What the exercise asks
Search the records for the word "pointed" and copy each line in which it appears.
[Input records — start]
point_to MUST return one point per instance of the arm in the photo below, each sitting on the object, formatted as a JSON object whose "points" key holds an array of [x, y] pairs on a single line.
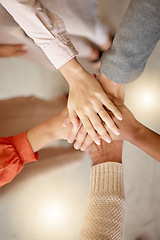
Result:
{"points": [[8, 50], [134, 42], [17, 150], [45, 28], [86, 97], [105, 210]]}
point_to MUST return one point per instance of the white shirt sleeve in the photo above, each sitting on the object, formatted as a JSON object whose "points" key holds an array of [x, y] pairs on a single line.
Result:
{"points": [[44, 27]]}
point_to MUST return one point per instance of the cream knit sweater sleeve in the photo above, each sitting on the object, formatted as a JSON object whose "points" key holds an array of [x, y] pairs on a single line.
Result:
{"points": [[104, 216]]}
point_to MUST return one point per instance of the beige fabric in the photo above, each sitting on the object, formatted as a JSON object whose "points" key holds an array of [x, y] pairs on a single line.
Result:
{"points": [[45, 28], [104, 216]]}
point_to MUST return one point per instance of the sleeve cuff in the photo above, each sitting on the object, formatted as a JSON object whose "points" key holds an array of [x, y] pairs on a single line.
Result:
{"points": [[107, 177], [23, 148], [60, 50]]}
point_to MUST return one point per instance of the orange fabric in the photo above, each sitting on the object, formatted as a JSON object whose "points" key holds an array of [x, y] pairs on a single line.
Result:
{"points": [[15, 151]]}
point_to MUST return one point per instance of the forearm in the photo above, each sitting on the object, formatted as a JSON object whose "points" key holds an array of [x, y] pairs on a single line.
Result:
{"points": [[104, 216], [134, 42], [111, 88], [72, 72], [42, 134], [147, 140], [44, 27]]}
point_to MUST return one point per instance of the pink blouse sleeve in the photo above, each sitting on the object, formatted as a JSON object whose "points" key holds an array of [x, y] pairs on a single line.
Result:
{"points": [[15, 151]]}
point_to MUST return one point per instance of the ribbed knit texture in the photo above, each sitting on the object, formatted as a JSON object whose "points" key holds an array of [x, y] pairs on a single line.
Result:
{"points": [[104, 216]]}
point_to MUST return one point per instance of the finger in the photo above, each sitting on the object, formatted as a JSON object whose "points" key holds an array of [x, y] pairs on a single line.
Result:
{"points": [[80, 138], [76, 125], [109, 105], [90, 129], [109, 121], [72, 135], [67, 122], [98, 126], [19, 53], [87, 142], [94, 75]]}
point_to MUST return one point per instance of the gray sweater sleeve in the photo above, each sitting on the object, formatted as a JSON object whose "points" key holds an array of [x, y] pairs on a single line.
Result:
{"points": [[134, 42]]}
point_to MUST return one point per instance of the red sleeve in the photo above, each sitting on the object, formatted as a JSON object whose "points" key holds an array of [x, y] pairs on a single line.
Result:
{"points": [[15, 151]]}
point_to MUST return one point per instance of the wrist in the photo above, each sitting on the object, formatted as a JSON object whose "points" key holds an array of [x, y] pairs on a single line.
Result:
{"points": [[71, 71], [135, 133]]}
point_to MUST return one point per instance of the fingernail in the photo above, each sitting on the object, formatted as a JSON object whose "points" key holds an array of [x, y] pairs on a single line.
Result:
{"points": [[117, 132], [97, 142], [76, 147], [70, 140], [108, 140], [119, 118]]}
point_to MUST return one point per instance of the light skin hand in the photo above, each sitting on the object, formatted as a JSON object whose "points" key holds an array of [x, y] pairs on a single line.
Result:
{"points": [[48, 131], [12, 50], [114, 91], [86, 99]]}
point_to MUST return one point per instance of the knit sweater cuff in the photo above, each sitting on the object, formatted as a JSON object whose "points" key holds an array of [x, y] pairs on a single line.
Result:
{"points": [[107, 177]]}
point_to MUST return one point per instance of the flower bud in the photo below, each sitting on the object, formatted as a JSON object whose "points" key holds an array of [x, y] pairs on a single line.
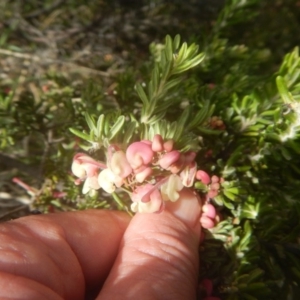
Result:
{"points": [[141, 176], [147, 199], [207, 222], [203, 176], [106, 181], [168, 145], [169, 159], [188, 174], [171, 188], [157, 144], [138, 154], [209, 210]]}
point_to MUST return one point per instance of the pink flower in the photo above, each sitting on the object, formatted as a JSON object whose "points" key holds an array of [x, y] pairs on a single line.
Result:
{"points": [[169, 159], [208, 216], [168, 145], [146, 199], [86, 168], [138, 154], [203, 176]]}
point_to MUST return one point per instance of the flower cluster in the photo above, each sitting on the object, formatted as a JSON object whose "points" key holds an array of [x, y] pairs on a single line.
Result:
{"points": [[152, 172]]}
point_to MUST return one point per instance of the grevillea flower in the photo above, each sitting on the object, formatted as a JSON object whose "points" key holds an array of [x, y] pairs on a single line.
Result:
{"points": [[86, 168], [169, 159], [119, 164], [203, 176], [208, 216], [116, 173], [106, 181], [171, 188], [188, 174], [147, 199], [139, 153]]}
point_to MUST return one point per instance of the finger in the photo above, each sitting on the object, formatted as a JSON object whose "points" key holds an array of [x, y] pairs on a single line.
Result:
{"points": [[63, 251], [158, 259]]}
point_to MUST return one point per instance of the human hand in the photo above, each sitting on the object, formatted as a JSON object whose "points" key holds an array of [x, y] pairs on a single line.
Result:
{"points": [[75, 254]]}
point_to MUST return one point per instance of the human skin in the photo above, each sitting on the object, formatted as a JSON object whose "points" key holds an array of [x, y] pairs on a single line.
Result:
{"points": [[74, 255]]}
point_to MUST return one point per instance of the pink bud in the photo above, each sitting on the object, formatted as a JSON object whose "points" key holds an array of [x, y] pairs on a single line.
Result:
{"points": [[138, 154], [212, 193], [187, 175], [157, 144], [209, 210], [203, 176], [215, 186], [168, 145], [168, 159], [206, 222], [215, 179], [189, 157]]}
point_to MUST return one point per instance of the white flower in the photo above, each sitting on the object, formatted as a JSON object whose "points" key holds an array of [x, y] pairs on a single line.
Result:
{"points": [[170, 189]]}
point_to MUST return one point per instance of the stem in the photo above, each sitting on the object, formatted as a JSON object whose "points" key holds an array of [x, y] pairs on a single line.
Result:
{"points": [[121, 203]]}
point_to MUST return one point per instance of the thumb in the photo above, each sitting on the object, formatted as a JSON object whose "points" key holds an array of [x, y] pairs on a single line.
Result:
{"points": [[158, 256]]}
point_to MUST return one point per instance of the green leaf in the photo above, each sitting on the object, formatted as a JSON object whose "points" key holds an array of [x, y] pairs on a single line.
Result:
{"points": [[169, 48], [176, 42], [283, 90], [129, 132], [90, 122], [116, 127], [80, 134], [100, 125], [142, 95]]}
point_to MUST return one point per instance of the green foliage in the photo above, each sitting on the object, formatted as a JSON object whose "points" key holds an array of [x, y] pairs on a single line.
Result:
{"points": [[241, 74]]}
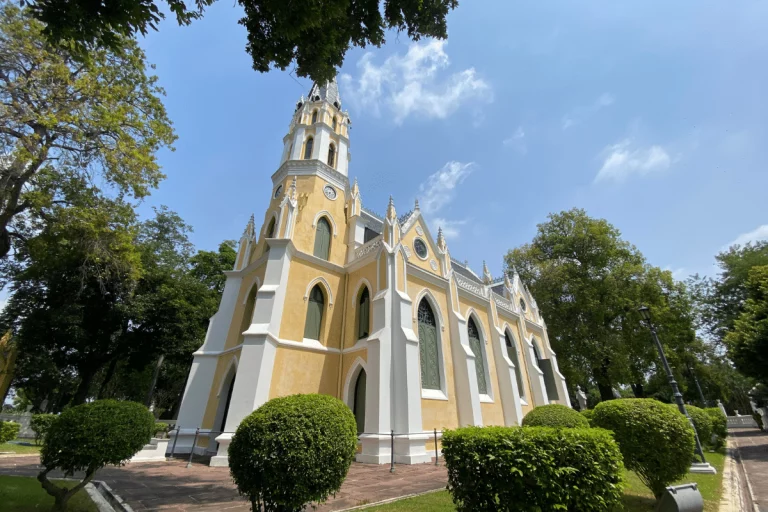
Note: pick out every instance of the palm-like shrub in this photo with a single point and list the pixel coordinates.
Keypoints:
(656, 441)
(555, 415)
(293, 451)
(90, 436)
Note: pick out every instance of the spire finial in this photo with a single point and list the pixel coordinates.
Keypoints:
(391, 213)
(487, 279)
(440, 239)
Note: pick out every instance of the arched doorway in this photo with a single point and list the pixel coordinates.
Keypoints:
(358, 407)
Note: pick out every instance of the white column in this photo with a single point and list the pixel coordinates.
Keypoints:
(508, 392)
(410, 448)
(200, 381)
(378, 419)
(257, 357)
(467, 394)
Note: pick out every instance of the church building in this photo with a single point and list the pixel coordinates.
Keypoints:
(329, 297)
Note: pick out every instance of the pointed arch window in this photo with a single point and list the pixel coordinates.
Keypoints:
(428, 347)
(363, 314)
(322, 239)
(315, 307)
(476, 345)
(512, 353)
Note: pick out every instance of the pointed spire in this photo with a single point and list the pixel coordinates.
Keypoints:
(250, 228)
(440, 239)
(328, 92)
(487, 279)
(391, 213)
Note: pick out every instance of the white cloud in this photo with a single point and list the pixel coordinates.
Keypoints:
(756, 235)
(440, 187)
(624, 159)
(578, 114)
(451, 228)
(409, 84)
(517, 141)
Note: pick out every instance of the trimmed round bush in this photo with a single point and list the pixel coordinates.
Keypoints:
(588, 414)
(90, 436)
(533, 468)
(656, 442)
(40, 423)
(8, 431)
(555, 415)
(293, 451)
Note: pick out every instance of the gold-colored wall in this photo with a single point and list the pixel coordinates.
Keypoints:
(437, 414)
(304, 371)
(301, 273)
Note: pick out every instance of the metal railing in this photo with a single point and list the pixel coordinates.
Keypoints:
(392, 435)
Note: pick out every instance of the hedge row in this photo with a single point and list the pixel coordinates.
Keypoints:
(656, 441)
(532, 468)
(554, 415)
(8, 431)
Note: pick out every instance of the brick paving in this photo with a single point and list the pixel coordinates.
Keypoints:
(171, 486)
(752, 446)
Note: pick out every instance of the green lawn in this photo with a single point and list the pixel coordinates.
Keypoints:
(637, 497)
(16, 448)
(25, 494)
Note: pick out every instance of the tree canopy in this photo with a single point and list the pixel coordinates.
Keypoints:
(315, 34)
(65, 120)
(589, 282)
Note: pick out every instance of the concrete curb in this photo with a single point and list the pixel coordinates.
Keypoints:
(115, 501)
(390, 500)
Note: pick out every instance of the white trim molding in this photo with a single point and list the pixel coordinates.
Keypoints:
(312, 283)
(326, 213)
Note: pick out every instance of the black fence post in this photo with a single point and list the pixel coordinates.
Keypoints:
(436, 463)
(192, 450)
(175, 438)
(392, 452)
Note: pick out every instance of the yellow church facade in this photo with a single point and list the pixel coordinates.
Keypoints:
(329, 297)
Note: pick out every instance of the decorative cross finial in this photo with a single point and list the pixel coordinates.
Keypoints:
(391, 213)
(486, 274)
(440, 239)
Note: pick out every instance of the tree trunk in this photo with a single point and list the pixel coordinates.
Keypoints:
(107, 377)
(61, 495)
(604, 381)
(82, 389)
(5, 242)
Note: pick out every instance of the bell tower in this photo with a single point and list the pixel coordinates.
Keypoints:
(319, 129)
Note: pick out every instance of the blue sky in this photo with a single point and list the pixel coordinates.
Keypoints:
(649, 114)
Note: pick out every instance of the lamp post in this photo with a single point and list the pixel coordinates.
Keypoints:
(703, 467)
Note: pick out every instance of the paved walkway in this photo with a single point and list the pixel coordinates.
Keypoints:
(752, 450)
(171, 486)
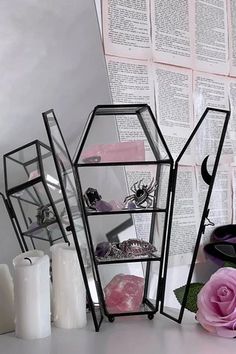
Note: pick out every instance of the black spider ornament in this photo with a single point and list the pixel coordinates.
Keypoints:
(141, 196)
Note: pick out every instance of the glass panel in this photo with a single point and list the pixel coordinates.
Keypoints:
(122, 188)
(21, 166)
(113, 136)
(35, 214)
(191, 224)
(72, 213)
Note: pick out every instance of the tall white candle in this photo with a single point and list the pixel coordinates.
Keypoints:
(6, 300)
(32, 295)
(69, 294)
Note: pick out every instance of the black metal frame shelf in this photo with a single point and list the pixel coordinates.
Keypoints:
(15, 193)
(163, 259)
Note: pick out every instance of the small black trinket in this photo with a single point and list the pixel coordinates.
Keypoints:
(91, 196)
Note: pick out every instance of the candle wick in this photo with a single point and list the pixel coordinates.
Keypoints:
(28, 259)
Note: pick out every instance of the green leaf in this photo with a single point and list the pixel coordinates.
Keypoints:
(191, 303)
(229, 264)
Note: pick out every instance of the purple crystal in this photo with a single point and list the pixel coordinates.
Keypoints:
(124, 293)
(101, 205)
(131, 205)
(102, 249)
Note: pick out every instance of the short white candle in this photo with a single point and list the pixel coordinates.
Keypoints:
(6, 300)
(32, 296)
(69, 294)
[Input records — finish]
Written response
Note: pick out every instance of the pointed arch window in this photo with a single point and list the pixel coordinates.
Note: pick out every instance of the pointed spire in this photo with a single point and list the pixel coordinates.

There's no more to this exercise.